Exactly reproduce each record listed below.
— Start Stored rows —
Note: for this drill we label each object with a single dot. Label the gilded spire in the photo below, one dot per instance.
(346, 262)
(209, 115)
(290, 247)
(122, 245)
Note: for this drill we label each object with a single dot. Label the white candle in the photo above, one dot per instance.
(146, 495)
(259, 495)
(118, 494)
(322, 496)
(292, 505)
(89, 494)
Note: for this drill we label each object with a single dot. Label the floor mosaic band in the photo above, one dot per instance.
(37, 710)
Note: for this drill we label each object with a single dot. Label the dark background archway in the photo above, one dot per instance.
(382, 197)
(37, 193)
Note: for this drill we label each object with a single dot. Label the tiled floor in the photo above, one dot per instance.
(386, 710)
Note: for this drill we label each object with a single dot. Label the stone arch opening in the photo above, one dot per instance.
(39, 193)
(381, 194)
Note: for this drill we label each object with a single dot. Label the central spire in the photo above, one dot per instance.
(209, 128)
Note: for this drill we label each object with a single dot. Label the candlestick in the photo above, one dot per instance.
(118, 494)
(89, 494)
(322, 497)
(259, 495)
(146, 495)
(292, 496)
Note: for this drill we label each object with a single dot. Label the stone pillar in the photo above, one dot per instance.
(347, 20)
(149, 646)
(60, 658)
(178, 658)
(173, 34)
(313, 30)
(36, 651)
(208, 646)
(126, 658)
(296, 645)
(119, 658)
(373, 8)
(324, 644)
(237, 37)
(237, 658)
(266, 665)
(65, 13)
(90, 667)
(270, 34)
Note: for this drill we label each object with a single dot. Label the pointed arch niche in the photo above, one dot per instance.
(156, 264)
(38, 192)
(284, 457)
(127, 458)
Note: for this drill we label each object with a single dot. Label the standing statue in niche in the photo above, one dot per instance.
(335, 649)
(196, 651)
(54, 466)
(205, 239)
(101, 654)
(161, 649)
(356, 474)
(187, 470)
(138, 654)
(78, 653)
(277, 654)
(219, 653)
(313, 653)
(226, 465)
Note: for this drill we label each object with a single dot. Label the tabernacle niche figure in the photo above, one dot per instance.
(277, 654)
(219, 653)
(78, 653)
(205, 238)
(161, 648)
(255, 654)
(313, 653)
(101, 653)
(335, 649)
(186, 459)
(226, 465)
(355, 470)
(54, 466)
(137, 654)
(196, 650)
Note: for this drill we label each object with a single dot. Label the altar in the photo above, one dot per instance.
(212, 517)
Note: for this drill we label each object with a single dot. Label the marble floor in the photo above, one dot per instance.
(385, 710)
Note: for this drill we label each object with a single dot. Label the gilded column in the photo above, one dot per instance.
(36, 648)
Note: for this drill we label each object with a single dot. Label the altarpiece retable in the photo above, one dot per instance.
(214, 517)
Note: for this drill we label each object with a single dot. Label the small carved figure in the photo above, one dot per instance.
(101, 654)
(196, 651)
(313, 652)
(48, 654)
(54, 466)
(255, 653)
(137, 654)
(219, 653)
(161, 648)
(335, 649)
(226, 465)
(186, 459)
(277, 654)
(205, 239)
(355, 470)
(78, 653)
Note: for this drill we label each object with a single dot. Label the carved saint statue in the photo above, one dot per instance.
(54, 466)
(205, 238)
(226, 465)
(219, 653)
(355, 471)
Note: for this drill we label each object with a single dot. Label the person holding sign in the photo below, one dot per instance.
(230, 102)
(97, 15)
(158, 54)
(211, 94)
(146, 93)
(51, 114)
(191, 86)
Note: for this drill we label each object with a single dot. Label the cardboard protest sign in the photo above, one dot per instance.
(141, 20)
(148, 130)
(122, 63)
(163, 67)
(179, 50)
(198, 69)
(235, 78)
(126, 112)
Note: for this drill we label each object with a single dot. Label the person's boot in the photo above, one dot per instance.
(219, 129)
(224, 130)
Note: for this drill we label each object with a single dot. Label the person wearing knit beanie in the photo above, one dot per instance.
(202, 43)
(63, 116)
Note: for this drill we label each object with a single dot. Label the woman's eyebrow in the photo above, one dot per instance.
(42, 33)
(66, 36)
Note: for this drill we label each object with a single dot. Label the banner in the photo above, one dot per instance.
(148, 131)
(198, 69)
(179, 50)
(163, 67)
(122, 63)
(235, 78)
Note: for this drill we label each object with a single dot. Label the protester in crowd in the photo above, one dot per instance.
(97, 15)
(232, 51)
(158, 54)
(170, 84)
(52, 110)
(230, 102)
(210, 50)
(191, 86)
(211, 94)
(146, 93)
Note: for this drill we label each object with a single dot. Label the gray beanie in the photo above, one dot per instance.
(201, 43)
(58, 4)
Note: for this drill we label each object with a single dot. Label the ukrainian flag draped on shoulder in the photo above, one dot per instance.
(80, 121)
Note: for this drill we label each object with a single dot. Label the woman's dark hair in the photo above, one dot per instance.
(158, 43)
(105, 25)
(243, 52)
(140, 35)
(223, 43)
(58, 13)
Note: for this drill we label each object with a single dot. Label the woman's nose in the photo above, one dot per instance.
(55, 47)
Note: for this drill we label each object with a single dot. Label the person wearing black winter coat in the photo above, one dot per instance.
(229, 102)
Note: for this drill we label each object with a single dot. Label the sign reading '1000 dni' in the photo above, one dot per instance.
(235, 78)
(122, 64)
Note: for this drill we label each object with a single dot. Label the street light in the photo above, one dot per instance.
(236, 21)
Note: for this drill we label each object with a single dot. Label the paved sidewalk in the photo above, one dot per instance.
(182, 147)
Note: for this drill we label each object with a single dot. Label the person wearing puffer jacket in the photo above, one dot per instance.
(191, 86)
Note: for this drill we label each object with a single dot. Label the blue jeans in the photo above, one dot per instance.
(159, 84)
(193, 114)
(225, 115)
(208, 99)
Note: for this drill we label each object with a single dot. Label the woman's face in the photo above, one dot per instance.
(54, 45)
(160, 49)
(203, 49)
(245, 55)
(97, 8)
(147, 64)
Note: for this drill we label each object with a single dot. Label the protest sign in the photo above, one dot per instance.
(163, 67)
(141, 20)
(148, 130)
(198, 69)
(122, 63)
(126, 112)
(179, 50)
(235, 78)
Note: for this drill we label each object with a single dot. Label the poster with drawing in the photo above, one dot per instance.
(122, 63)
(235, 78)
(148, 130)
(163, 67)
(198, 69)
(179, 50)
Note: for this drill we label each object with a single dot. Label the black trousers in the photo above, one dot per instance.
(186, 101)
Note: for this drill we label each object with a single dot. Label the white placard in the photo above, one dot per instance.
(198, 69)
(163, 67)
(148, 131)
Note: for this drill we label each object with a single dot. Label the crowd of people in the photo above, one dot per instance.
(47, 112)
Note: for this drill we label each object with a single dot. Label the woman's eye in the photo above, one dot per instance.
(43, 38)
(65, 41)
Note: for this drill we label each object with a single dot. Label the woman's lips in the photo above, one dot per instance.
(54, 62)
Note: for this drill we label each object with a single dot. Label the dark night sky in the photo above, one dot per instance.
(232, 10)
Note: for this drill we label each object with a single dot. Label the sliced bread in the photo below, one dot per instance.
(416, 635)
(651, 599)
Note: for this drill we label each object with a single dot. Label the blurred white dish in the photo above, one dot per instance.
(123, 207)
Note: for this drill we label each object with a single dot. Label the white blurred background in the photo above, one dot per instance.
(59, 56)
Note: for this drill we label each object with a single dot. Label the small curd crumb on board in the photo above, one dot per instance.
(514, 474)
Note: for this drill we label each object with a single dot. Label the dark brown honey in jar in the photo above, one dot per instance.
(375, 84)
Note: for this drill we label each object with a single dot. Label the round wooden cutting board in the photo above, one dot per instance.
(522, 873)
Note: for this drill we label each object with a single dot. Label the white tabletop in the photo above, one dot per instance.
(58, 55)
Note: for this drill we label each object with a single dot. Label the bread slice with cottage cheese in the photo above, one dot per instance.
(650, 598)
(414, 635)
— End Stored rows —
◆ **Output for this exercise**
Note: for this drill we label each object with a single dot. Label the gilded spire in the photo below, one dot per instance.
(346, 262)
(209, 115)
(290, 247)
(122, 245)
Note: for this drill we label each object with a single dot. Label the white candle in the photo above, one dot per instance.
(146, 495)
(259, 495)
(118, 494)
(322, 496)
(292, 505)
(89, 494)
Note: for this drill we label each object with a single dot. Label the floor mosaic band in the photo above, one dot per instance.
(37, 710)
Note: for this drill we label each object with a single dot. Label the dark background archway in the photo above, one dot per instance.
(382, 197)
(37, 193)
Note: for this drill we label each object with a single dot. Label the tiled floor in the photo above, one dot per instance.
(386, 710)
Note: for this drill we label each object with a single dot. Label the stone arch opening in the photo above, one dot per instance.
(39, 193)
(381, 194)
Note: for this drill we label each object with a single dot. Label the central spire in the photo above, one dot per instance.
(209, 128)
Note: for this drill we label each object with a single dot. Label the candlestick in the photo above, one dot per instance.
(118, 494)
(89, 494)
(322, 497)
(259, 495)
(146, 495)
(292, 496)
Note: for this drill we label each object with a single dot. Label the stone pillar in the photo above, one dot per instance.
(347, 20)
(149, 646)
(60, 658)
(178, 658)
(173, 34)
(313, 30)
(36, 651)
(208, 646)
(126, 658)
(296, 645)
(119, 658)
(373, 8)
(324, 644)
(237, 37)
(237, 658)
(266, 665)
(65, 13)
(90, 667)
(270, 34)
Note: for this drill we label each object with a single dot. Label the pointed arch niche in the photo above, one dot per instance.
(156, 264)
(38, 192)
(284, 457)
(127, 458)
Note: for this drill we label each object with a single dot. Label the standing statue in niche in the photo above, one dot per instance.
(335, 649)
(196, 651)
(54, 466)
(205, 239)
(101, 654)
(161, 649)
(356, 474)
(187, 470)
(138, 654)
(78, 653)
(277, 654)
(219, 653)
(313, 653)
(226, 465)
Note: for this drill we label each object with a single dot. Label the tabernacle niche figure in the photo above, one dot per instance.
(277, 654)
(219, 653)
(78, 653)
(205, 238)
(161, 648)
(255, 654)
(313, 653)
(101, 653)
(335, 649)
(186, 459)
(226, 465)
(355, 470)
(54, 466)
(137, 654)
(196, 650)
Note: for this drill we label each object with a single dot. Label the altar in the photo above, one dot per instance.
(212, 517)
Note: for this drill we label each object with a single dot. Label the marble floor in the photo above, one dot per instance.
(385, 710)
Note: for this drill we label each object with a single dot. Label the gilded column in the photo above, one dot per instance.
(36, 648)
Note: for this drill we label each object with a single dot. Label the altarpiece retable in the photo above, one dot per instance.
(214, 517)
Note: for this drill we label each object with a single dot. Label the small carved figure in the photo above, one dot per instance.
(101, 654)
(196, 651)
(313, 652)
(48, 654)
(54, 466)
(255, 653)
(137, 654)
(219, 653)
(161, 648)
(335, 649)
(226, 465)
(186, 459)
(277, 654)
(205, 239)
(355, 470)
(78, 653)
Note: for this drill we label each object with a single dot. Label the carved saint statue in the photo above, one dot per instance.
(54, 466)
(205, 238)
(226, 465)
(219, 653)
(355, 471)
Note: for this drill we label each object with a single dot. Label the person holding sign in the photo below, one dot per instance.
(230, 102)
(97, 15)
(158, 54)
(211, 94)
(146, 93)
(51, 114)
(191, 86)
Note: for this drill we label each object with a single dot. Label the cardboard protest sign in the photo above, one dot per instance.
(141, 20)
(148, 130)
(122, 63)
(163, 67)
(179, 50)
(198, 69)
(235, 78)
(126, 112)
Note: for this drill we label each object with a single dot. Label the person's boot in the photo above, one dot per instance.
(219, 129)
(224, 130)
Note: for this drill we label each object with a single dot. Label the person wearing knit beanie in the photo above, one dot per instance.
(202, 43)
(63, 116)
Note: for this drill we label each object with a single dot. Label the woman's eyebrow in the photo above, one dot per instance.
(42, 33)
(66, 36)
Note: for this drill we label each object with a single dot. Label the banner in the photo above, one dot per instance.
(148, 131)
(198, 69)
(179, 50)
(163, 67)
(122, 63)
(235, 78)
Note: for this drill we label each object with a single dot. Label the protester in crowd in the photo above, one dot per instance.
(97, 15)
(232, 51)
(158, 54)
(170, 84)
(52, 110)
(230, 102)
(210, 50)
(191, 86)
(211, 94)
(146, 93)
Note: for this drill we label each object with a single dot. Label the gray beanie in the photo above, one dot per instance.
(201, 43)
(58, 4)
Note: for this drill we label each object with a single dot. Label the ukrainian flag draped on shoulder in the photo above, one dot per instance.
(80, 121)
Note: for this drill we label each object with a single dot. Label the woman's dark hair in the photo above, one dot per instance.
(158, 43)
(105, 25)
(243, 52)
(140, 35)
(223, 43)
(58, 13)
Note: for this drill we label each object with a single dot. Label the woman's nose in the photo above, one dot per instance.
(55, 47)
Note: for this drill we label each object with a single dot. Label the person wearing black winter coat in the photo above, one dot per instance.
(229, 102)
Note: for this drill we label each object with a single dot. Label the sign reading '1000 dni' in the photo above, one dot per instance.
(235, 78)
(122, 64)
Note: for this drill we label each object with a single dot. Label the street light in the photo above, one dot per instance.
(236, 21)
Note: for this drill we label each object with a single dot. Label the paved sidewalk in the photo above, one dot per instance.
(182, 147)
Note: for this drill we label each object with a single dot. Label the person wearing puffer jacket in the photo above, one dot per instance.
(191, 86)
Note: for this drill we label each object with a single dot. Label the blue jeans in the photo above, one dot per instance.
(159, 84)
(193, 114)
(225, 115)
(208, 99)
Note: for this drill we label each object with a single dot. Label the woman's face in the photo above, one dot per instance.
(54, 45)
(160, 49)
(203, 49)
(245, 55)
(97, 8)
(147, 64)
Note: for this drill we label each object with a single dot. Label the protest sign in the photo above, one dot per instance.
(163, 67)
(141, 20)
(148, 130)
(198, 69)
(122, 63)
(126, 112)
(179, 50)
(235, 78)
Note: for this drill we label each object with a single dot. Label the poster with drawing in the photo above, one dot per instance.
(122, 63)
(235, 78)
(148, 130)
(163, 67)
(198, 69)
(179, 50)
Note: for this drill we label each object with a single dot. Label the black trousers in the photo above, one dot per instance.
(186, 101)
Note: for this drill we label each object with a single dot. Label the white placard in the photo above, one dot per instance.
(198, 69)
(163, 67)
(148, 131)
Note: for this drill we label each object with a single dot. Label the crowd of people in the photo above, one dot per instance.
(47, 112)
Note: for this drill we label each object with a single dot. Label the woman's eye in the photo above, one dot per instance.
(43, 38)
(65, 41)
Note: for this drill we label each object with a single dot. Label the woman's lips in the photo above, one dot per instance.
(54, 62)
Note: for this drill we label each object with a single dot. Label the dark night sky in the photo above, one dot per instance.
(232, 10)
Note: for this drill we label each object with a single dot. Label the sliced bread in the photo below, one dot per instance.
(416, 635)
(651, 599)
Note: for this drill we label each object with a single dot. Label the blurred white dish in the photo above, one dot per instance.
(123, 207)
Note: for this drill we label each object with a single dot. Label the white blurred background in the photo above, one dot per instance.
(59, 56)
Note: for this drill we label each object with a single dot. Label the small curd crumb on board in the photo above, one dot per instance.
(514, 474)
Note: for this drill we label each object with a single dot. Label the dark brown honey in jar in the photo above, one dot per instance.
(375, 84)
Note: for this drill we label each object with a single dot. Label the round wooden cutting board in the photo above, one dot per instance.
(522, 873)
Note: for this drill we label each object with a single dot. Label the white tabletop in the photo above, one dot per instance.
(58, 55)
Note: for this drill we label each object with a single dot. Label the bread slice with cottage cheese in the photo above, one dot per instance.
(650, 598)
(414, 635)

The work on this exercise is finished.